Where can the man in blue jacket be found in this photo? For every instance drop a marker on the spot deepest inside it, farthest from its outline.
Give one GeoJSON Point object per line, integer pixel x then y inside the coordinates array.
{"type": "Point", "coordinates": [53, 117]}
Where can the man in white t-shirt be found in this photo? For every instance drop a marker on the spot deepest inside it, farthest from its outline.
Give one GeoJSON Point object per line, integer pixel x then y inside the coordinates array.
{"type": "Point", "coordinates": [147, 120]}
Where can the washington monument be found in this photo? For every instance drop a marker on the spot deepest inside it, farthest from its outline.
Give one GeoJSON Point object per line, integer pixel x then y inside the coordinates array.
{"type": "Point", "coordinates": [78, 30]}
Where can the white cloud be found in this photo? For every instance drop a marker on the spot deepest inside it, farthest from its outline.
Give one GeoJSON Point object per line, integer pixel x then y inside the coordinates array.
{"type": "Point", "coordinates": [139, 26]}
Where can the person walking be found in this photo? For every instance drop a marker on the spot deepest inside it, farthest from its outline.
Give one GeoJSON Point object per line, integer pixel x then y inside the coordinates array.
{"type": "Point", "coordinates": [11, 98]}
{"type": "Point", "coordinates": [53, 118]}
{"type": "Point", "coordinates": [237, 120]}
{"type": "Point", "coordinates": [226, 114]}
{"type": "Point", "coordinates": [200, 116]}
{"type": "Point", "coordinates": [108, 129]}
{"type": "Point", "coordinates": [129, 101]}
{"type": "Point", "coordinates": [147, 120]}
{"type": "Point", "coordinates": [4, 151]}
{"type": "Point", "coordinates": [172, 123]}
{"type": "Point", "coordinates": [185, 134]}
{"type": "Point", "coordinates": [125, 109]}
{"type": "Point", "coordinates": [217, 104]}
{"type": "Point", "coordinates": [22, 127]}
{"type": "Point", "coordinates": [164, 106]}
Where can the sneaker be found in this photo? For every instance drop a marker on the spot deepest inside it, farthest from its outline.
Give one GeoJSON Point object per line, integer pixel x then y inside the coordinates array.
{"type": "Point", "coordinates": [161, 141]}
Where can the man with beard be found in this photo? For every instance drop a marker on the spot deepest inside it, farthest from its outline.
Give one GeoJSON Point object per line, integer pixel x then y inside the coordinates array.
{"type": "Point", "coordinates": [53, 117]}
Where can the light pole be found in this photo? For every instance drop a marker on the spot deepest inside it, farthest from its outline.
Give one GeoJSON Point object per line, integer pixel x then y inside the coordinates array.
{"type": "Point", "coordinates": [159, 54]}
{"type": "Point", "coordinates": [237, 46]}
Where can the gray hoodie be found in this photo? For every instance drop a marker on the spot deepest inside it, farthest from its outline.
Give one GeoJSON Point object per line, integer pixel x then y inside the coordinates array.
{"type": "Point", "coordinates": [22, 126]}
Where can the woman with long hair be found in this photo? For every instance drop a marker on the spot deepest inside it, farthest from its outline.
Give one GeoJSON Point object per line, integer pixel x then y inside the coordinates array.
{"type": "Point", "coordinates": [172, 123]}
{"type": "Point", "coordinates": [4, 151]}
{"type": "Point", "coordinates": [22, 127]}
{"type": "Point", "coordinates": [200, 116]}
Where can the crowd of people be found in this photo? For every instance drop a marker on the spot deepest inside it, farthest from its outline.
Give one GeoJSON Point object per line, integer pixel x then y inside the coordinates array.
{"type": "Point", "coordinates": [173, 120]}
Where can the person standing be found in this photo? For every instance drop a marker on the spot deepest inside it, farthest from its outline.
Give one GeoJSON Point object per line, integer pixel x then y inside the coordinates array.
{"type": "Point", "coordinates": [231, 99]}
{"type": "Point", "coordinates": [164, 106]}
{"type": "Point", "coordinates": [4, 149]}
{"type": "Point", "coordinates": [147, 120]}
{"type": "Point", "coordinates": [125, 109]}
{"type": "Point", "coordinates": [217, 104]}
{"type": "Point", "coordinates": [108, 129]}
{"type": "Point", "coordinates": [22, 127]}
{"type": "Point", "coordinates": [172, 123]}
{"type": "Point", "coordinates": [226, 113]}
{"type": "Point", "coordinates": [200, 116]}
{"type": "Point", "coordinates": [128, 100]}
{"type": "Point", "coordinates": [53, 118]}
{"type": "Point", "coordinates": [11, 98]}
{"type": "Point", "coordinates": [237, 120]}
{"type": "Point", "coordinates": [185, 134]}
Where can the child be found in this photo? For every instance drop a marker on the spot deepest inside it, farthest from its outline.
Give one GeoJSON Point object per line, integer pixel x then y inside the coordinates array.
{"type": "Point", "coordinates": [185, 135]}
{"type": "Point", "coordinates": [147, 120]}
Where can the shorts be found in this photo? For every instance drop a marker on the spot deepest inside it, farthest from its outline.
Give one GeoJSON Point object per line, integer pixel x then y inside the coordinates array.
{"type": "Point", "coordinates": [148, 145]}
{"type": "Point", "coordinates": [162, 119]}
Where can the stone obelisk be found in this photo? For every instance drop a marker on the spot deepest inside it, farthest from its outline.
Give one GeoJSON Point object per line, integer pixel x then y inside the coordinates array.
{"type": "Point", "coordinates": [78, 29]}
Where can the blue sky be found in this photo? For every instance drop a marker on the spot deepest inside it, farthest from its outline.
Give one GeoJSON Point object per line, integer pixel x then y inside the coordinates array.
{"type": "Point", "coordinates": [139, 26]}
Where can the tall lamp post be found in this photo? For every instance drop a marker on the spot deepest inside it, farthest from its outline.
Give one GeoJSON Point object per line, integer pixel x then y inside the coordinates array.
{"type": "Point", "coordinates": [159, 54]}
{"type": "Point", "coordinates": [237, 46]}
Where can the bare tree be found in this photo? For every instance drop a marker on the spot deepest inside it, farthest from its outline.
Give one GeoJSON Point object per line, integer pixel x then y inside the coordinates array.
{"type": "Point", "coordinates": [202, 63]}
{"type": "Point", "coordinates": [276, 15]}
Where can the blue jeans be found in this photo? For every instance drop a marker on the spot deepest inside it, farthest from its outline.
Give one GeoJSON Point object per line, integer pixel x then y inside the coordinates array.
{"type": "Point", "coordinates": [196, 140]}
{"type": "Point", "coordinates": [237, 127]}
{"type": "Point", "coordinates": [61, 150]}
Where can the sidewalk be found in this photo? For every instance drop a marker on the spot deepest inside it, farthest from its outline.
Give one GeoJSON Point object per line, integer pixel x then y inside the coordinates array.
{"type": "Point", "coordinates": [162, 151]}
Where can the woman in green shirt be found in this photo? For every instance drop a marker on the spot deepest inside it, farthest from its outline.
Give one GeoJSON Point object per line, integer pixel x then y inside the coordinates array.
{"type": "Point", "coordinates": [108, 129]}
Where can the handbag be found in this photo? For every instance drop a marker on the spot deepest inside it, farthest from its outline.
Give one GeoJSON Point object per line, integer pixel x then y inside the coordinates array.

**PROBLEM DETAILS**
Your response should contain each line of the listing in which the word "person" occurs.

**TASK RESULT**
Where can the person walking be found in this photo? For every instance drop a marker on the spot deepest inside it, farthest from its outline.
Where can the person standing be found in this photo? For every instance drop a marker on the spot deepest inside it, farthest from its outline.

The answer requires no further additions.